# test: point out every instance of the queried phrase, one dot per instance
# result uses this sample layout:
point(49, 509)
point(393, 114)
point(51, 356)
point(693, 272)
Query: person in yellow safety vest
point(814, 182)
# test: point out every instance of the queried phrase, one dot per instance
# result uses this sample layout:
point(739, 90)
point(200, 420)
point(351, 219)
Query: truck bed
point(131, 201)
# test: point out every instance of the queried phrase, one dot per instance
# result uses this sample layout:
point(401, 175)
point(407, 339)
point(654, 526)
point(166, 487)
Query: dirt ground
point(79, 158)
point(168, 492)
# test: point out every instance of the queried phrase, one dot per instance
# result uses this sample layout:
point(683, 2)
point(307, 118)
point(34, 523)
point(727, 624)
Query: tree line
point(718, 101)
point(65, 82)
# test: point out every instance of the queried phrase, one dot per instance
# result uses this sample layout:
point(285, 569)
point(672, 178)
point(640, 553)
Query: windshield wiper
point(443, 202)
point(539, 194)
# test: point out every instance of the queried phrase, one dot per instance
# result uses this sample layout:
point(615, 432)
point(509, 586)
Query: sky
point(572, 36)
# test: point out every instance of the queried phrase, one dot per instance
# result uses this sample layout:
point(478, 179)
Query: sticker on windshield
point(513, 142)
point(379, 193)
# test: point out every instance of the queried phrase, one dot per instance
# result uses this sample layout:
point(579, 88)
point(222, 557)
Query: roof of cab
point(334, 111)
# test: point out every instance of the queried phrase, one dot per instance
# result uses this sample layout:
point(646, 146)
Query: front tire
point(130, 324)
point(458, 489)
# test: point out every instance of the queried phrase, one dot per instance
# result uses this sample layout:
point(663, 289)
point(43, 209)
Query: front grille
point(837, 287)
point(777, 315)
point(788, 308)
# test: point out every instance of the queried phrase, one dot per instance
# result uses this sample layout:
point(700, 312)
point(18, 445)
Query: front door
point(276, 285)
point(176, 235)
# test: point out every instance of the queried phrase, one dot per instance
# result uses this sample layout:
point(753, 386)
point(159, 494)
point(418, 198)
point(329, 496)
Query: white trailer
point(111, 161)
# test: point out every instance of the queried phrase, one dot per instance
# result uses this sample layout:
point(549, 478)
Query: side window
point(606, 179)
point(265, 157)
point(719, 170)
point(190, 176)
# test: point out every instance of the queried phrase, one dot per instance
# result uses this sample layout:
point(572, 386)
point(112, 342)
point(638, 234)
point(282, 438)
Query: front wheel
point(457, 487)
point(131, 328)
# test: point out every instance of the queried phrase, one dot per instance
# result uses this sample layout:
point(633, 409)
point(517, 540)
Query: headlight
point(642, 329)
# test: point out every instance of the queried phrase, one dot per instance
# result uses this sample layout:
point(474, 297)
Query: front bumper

· · ·

Exercise task
Retype the records in full. Keep every line identical to the original.

Answer below
# test: point out every instance of the queried phrase, one dot per instance
# result uses this sample layout:
point(49, 509)
point(393, 114)
point(51, 356)
point(693, 272)
Query: person in yellow safety vest
point(814, 182)
# test: point out every instance of the queried phrase, one dot per instance
# result uses this sample layout:
point(739, 90)
point(200, 420)
point(351, 219)
Query: truck bed
point(131, 201)
# test: point out every instance of the queried phrase, one dot per instance
# result uses this sample layout:
point(401, 175)
point(407, 339)
point(654, 526)
point(166, 487)
Query: dirt ground
point(79, 158)
point(168, 492)
# test: point out every instance of the queried phrase, one dot per instance
# result uses this sample layout:
point(683, 2)
point(307, 118)
point(34, 523)
point(727, 624)
Query: tree line
point(718, 101)
point(65, 82)
# test: point out every instance of the queried phrase, one dot per instance
# result uses this sample layout:
point(285, 569)
point(672, 178)
point(640, 553)
Query: windshield wiper
point(443, 202)
point(539, 194)
# test: point out every instance of the queried phrase, one dot per instance
# result uses this sample layout:
point(615, 432)
point(509, 586)
Query: sky
point(572, 36)
# test: point out every instance of the queried phrase, one dot per instance
# result uses this sample layout:
point(478, 179)
Query: sticker on windshield
point(513, 142)
point(379, 193)
# test: point out every instance of the queried phrase, one dot per instance
# result uses this sample layout:
point(579, 88)
point(222, 557)
Query: roof of cab
point(334, 111)
# test: point out every instance of the queried phrase, one dot per instance
# result uses this sample layout:
point(646, 146)
Query: front tire
point(130, 324)
point(458, 489)
# test: point out every instance of the queried phrase, one dot per instance
# result uses this sample layout:
point(663, 289)
point(43, 209)
Query: front grille
point(837, 287)
point(777, 315)
point(788, 308)
# test: point out every instance of the queried phrase, one dot per instance
# result uses this sample layout:
point(700, 312)
point(18, 445)
Query: front door
point(276, 285)
point(176, 235)
# test: point out every instance of the queried phrase, one dot per instance
# result uses this sample layout:
point(753, 386)
point(159, 494)
point(418, 198)
point(329, 496)
Query: white trailer
point(111, 161)
# test: point out every instance of the queried phrase, one dot per instance
# result uses this sample layout:
point(549, 478)
Query: side window
point(606, 179)
point(265, 157)
point(719, 170)
point(190, 176)
# test: point out every instance of the queried phrase, one dot per instance
# result uses this sample layout:
point(572, 386)
point(112, 342)
point(638, 234)
point(282, 438)
Query: front wheel
point(457, 487)
point(131, 328)
# test: point out every instance of the queried phrase, one dot per instance
# result uses this sample layout:
point(633, 409)
point(517, 540)
Query: headlight
point(642, 329)
# test: point out every instance of the queried phrase, one dot per instance
# result uses this sample layout:
point(474, 297)
Query: front bumper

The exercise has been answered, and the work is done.